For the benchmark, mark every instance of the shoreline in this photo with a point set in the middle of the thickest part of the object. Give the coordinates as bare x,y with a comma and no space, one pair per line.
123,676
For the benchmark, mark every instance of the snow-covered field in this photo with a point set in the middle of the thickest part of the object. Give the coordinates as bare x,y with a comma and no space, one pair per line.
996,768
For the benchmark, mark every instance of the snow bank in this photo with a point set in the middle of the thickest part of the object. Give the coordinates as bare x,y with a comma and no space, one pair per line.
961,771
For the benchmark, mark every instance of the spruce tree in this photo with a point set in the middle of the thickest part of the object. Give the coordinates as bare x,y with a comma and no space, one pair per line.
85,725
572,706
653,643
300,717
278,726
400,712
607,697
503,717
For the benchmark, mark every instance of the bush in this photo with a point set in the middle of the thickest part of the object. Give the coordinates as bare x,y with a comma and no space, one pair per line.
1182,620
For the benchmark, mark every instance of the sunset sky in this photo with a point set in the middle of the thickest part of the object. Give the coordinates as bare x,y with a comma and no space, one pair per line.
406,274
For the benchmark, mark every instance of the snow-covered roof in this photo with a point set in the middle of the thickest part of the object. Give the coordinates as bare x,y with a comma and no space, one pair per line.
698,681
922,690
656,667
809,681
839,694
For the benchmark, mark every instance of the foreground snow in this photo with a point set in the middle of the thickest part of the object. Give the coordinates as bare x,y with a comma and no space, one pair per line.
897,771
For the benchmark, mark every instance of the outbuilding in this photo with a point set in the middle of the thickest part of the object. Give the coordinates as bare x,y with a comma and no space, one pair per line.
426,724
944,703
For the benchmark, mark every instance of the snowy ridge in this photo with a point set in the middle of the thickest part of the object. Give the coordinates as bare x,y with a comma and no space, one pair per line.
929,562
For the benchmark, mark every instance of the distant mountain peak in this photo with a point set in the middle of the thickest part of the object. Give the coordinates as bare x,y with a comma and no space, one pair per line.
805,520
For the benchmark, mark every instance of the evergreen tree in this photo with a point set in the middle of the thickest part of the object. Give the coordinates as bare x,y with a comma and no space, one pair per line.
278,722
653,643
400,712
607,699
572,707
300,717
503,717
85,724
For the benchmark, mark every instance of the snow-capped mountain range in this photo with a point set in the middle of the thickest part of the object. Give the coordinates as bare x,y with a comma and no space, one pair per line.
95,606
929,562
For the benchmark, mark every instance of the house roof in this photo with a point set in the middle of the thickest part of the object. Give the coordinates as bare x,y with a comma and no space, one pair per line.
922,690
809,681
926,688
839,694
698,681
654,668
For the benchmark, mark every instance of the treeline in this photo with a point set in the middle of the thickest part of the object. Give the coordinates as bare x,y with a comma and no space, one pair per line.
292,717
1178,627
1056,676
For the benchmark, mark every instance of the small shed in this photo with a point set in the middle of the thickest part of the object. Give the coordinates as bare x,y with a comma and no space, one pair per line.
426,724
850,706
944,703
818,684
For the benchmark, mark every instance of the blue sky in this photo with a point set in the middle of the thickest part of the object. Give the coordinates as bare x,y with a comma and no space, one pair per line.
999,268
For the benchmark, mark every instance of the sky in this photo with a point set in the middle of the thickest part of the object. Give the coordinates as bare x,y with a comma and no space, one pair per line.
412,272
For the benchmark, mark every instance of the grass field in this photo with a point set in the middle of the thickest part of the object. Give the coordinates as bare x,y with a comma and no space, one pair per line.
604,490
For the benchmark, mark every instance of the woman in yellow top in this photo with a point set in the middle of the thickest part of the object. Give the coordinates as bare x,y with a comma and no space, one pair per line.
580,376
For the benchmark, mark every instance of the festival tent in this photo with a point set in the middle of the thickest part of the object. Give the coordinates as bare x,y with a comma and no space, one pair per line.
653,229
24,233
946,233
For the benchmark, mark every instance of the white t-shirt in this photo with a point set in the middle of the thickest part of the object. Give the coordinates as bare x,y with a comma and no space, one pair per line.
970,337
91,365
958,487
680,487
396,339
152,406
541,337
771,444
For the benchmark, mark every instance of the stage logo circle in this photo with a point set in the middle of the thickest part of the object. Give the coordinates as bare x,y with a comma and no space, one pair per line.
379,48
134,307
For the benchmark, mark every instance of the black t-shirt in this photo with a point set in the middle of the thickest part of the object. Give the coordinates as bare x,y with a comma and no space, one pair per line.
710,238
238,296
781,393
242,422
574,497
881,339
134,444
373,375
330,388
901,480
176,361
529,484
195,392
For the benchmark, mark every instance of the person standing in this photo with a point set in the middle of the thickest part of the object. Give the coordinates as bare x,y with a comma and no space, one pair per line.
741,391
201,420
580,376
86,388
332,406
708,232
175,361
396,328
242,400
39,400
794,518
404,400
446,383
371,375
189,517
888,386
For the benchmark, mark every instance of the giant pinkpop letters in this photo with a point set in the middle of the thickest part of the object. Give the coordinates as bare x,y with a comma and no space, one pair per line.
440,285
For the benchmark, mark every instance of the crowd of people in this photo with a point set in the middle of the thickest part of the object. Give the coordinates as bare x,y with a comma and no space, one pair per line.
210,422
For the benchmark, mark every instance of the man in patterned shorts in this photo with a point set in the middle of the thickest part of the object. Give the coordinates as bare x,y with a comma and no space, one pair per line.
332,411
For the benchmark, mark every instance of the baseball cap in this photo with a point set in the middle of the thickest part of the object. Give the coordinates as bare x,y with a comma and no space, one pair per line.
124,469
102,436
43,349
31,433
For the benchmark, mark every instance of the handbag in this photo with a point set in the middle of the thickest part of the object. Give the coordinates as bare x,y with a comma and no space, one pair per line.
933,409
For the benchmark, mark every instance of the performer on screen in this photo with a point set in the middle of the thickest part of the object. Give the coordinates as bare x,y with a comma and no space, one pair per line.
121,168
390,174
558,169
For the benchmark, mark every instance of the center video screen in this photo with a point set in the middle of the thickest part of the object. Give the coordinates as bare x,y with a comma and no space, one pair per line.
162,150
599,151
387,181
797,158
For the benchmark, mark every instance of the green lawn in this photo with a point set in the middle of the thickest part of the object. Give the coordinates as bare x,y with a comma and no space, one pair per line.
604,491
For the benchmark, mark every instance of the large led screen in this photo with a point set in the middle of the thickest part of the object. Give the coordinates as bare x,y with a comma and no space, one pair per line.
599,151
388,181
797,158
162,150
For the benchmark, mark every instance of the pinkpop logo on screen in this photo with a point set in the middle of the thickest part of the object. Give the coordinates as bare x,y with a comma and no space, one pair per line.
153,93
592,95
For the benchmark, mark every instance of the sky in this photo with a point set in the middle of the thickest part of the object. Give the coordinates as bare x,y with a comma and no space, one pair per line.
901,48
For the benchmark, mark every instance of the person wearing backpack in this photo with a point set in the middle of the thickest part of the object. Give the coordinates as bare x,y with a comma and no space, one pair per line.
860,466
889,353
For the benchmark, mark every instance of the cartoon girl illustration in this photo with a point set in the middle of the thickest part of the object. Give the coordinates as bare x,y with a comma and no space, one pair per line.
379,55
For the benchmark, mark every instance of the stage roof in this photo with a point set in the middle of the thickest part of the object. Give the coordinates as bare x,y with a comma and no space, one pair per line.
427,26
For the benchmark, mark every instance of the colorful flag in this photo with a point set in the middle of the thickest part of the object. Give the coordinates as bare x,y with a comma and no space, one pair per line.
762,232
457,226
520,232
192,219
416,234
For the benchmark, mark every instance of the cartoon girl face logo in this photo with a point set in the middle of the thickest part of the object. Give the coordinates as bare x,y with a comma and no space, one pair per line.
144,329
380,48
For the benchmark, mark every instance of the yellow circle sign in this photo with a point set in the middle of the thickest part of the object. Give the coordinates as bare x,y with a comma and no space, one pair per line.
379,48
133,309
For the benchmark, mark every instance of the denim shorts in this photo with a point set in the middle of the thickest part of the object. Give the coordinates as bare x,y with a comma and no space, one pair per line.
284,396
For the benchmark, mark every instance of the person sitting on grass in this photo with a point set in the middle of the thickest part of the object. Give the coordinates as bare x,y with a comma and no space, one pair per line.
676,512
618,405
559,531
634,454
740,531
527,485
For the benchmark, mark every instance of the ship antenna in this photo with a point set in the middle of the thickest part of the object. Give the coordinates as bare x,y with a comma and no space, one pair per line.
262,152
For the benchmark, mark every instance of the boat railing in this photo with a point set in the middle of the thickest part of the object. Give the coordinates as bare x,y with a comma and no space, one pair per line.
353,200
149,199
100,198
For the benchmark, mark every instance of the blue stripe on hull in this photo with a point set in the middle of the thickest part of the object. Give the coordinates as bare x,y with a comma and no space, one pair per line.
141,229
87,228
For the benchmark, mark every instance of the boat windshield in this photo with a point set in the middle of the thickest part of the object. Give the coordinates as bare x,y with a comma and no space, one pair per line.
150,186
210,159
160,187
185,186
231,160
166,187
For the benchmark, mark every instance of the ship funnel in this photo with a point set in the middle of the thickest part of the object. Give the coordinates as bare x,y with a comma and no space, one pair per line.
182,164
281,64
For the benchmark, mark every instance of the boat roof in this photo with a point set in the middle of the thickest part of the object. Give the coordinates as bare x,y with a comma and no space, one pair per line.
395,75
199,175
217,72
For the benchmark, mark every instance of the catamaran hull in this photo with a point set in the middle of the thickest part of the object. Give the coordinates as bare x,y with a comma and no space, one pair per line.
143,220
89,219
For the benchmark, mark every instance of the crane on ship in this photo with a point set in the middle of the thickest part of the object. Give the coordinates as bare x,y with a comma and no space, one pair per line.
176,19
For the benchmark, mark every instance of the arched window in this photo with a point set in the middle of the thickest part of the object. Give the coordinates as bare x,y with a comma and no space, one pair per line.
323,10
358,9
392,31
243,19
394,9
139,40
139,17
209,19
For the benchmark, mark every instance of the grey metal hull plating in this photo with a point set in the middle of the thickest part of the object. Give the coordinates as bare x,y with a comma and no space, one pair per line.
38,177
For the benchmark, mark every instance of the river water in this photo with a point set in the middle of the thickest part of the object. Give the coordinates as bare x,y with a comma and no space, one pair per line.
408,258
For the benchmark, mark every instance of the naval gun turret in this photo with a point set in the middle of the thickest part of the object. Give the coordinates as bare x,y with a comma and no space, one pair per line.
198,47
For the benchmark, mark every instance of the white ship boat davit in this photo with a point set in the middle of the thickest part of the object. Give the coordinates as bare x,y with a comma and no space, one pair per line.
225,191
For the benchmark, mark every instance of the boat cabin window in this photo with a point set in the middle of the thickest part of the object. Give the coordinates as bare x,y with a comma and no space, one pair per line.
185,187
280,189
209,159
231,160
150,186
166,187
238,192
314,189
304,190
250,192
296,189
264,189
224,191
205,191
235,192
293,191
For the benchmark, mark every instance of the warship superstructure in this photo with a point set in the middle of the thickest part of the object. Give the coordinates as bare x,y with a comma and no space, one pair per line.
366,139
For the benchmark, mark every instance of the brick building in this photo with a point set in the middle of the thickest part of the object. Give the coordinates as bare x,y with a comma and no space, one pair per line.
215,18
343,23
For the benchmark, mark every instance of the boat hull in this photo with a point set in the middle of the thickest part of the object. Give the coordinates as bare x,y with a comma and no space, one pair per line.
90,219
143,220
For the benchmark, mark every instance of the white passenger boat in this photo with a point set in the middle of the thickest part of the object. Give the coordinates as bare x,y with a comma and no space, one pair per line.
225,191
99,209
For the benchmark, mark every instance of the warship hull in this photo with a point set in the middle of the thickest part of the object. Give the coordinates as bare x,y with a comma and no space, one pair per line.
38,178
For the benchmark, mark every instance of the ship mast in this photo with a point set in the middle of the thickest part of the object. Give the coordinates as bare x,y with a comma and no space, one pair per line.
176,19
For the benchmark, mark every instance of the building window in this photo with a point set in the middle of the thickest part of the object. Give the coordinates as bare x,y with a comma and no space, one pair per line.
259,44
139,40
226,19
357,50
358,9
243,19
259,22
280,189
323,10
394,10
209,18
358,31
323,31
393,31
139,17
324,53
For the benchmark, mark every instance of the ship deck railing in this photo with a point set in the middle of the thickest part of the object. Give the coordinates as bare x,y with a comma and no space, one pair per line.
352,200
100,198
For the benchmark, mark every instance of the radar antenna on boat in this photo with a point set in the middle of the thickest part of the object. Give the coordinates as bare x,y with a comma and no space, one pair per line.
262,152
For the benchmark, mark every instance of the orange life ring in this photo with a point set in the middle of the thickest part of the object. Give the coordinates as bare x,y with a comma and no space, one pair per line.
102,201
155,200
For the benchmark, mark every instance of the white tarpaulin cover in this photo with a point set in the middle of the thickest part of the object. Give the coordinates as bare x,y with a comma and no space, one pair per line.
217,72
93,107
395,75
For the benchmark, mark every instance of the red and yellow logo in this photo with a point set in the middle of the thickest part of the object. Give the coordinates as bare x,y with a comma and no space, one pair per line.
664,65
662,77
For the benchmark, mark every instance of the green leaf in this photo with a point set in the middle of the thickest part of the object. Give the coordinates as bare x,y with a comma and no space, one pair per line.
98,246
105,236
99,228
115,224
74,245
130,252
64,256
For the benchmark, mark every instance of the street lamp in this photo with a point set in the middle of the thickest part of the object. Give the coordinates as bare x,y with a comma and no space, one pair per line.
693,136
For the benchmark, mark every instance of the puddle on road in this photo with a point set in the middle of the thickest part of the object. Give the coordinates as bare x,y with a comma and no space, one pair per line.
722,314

※ ※ ※

Set down nothing but the lines from the one with "For the benchmark, mark every instance of the green leaf" through the end of the records, keeping each line exactly as written and including both ends.

For the benchmark, mark every instance of the green leaf in this photo with a point set in the middle of the thickest part of the object. Give the coordinates as bare x,y with a comma and no space, one pair per line.
98,246
105,236
99,228
115,224
74,245
130,252
64,256
For the benchmark, mark every instance of the street lamp in this photo with a point set in the middle of the thickest part of the object. Give the coordinates as bare x,y with a comma and no space, one pair per line.
693,136
For the benchmark, mark every instance of the puddle on road in this photo with a point set in the middle of the thickest part of the object. Give the coordinates as bare x,y with a comma and no space, one pair per line.
722,314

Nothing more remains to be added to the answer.